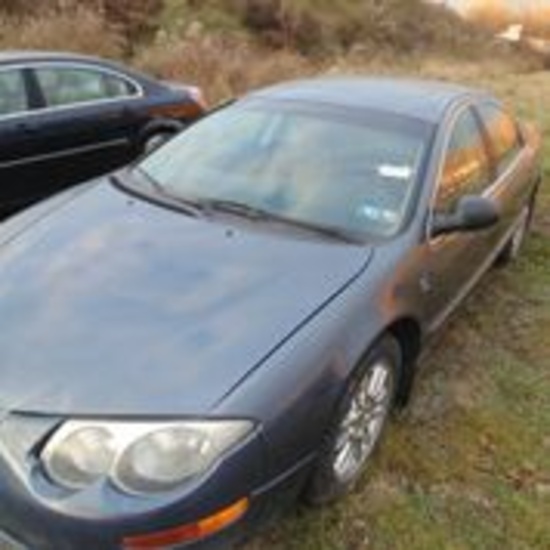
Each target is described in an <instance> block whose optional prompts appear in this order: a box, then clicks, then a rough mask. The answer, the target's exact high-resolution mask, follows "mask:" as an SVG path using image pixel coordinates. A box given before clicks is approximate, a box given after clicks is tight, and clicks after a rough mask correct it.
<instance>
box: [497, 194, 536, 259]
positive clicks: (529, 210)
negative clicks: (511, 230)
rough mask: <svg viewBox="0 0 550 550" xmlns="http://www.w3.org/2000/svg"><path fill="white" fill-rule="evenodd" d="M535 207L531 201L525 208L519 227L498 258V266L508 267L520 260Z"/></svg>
mask: <svg viewBox="0 0 550 550" xmlns="http://www.w3.org/2000/svg"><path fill="white" fill-rule="evenodd" d="M534 206H535V202H534V200H531V201H529V203H528V204H526V205H525V206H524V207H523V210H522V211H521V214H520V220H519V222H518V225H517V227H516V228H515V230H514V232H513V233H512V236H511V237H510V240H509V241H508V242H507V243H506V245H505V247H504V248H503V249H502V252H501V253H500V254H499V256H498V258H497V261H496V264H497V266H506V265H508V264H510V263H512V262H513V261H515V260H516V259H517V258H518V256H519V254H520V252H521V249H522V248H523V243H524V242H525V237H526V236H527V233H528V232H529V228H530V226H531V221H532V219H533V213H534Z"/></svg>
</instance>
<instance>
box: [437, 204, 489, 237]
mask: <svg viewBox="0 0 550 550" xmlns="http://www.w3.org/2000/svg"><path fill="white" fill-rule="evenodd" d="M499 219H500V214H499V212H498V209H497V207H496V205H495V203H494V202H493V201H492V200H491V199H489V198H487V197H481V196H477V195H466V196H465V197H462V198H461V199H460V200H459V201H458V204H457V206H456V208H455V210H454V212H452V213H450V214H437V213H436V214H435V215H434V218H433V224H432V237H437V236H439V235H445V234H448V233H455V232H461V231H479V230H481V229H487V228H489V227H493V226H494V225H496V224H497V223H498V221H499Z"/></svg>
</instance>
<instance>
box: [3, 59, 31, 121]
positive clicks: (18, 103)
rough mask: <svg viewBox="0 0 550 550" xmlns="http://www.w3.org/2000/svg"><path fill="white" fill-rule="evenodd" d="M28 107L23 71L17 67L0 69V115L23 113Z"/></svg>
mask: <svg viewBox="0 0 550 550" xmlns="http://www.w3.org/2000/svg"><path fill="white" fill-rule="evenodd" d="M28 108H29V100H28V96H27V89H26V86H25V78H24V76H23V72H22V71H20V70H18V69H8V70H2V71H0V117H3V116H8V115H15V114H18V113H23V112H25V111H27V110H28Z"/></svg>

# # #

Prompt -
Please copy every line of the listing above word for word, leaving out the pictures.

Task answer -
Each target is described in an <instance> block whose optional prompts appear in this order: a box, then clicks, then a rough mask. The answer, the target's exact high-resolution mask, follows "mask:" as an SVG path using image pixel coordinates. A box given before clicks is approximate, a box given after clicks is tight, and clicks after a rough mask correct it.
<instance>
box: [497, 194, 536, 259]
positive clicks: (529, 210)
negative clicks: (511, 230)
rough mask: <svg viewBox="0 0 550 550" xmlns="http://www.w3.org/2000/svg"><path fill="white" fill-rule="evenodd" d="M535 207L531 201L525 208L519 227L498 258V266L508 267L520 260Z"/></svg>
mask: <svg viewBox="0 0 550 550" xmlns="http://www.w3.org/2000/svg"><path fill="white" fill-rule="evenodd" d="M534 206H535V202H534V200H531V201H529V203H528V204H526V205H525V206H524V207H523V210H522V211H521V214H520V220H519V222H518V225H517V227H516V228H515V230H514V232H513V233H512V236H511V237H510V240H509V241H508V242H507V243H506V245H505V247H504V248H503V249H502V252H501V253H500V254H499V256H498V258H497V261H496V264H497V266H506V265H508V264H510V263H512V262H513V261H515V260H516V259H517V258H518V256H519V254H520V252H521V249H522V248H523V243H524V242H525V237H526V236H527V233H528V232H529V228H530V226H531V221H532V219H533V213H534Z"/></svg>
</instance>
<instance>
box: [437, 204, 489, 237]
mask: <svg viewBox="0 0 550 550" xmlns="http://www.w3.org/2000/svg"><path fill="white" fill-rule="evenodd" d="M499 219H500V214H499V212H498V209H497V207H496V205H495V203H494V202H493V201H492V200H491V199H489V198H487V197H481V196H477V195H466V196H465V197H462V198H461V199H460V200H459V201H458V204H457V206H456V208H455V210H454V212H452V213H450V214H437V213H436V214H435V215H434V218H433V224H432V237H437V236H439V235H445V234H448V233H455V232H461V231H479V230H481V229H487V228H489V227H493V226H494V225H496V224H497V223H498V221H499Z"/></svg>
</instance>
<instance>
box: [3, 59, 31, 121]
positive clicks: (18, 103)
rough mask: <svg viewBox="0 0 550 550" xmlns="http://www.w3.org/2000/svg"><path fill="white" fill-rule="evenodd" d="M28 107L23 71L17 67L0 69V115L23 113Z"/></svg>
mask: <svg viewBox="0 0 550 550" xmlns="http://www.w3.org/2000/svg"><path fill="white" fill-rule="evenodd" d="M28 108H29V100H28V96H27V89H26V86H25V78H24V76H23V72H22V71H20V70H18V69H8V70H2V71H0V117H3V116H8V115H15V114H18V113H23V112H25V111H27V110H28Z"/></svg>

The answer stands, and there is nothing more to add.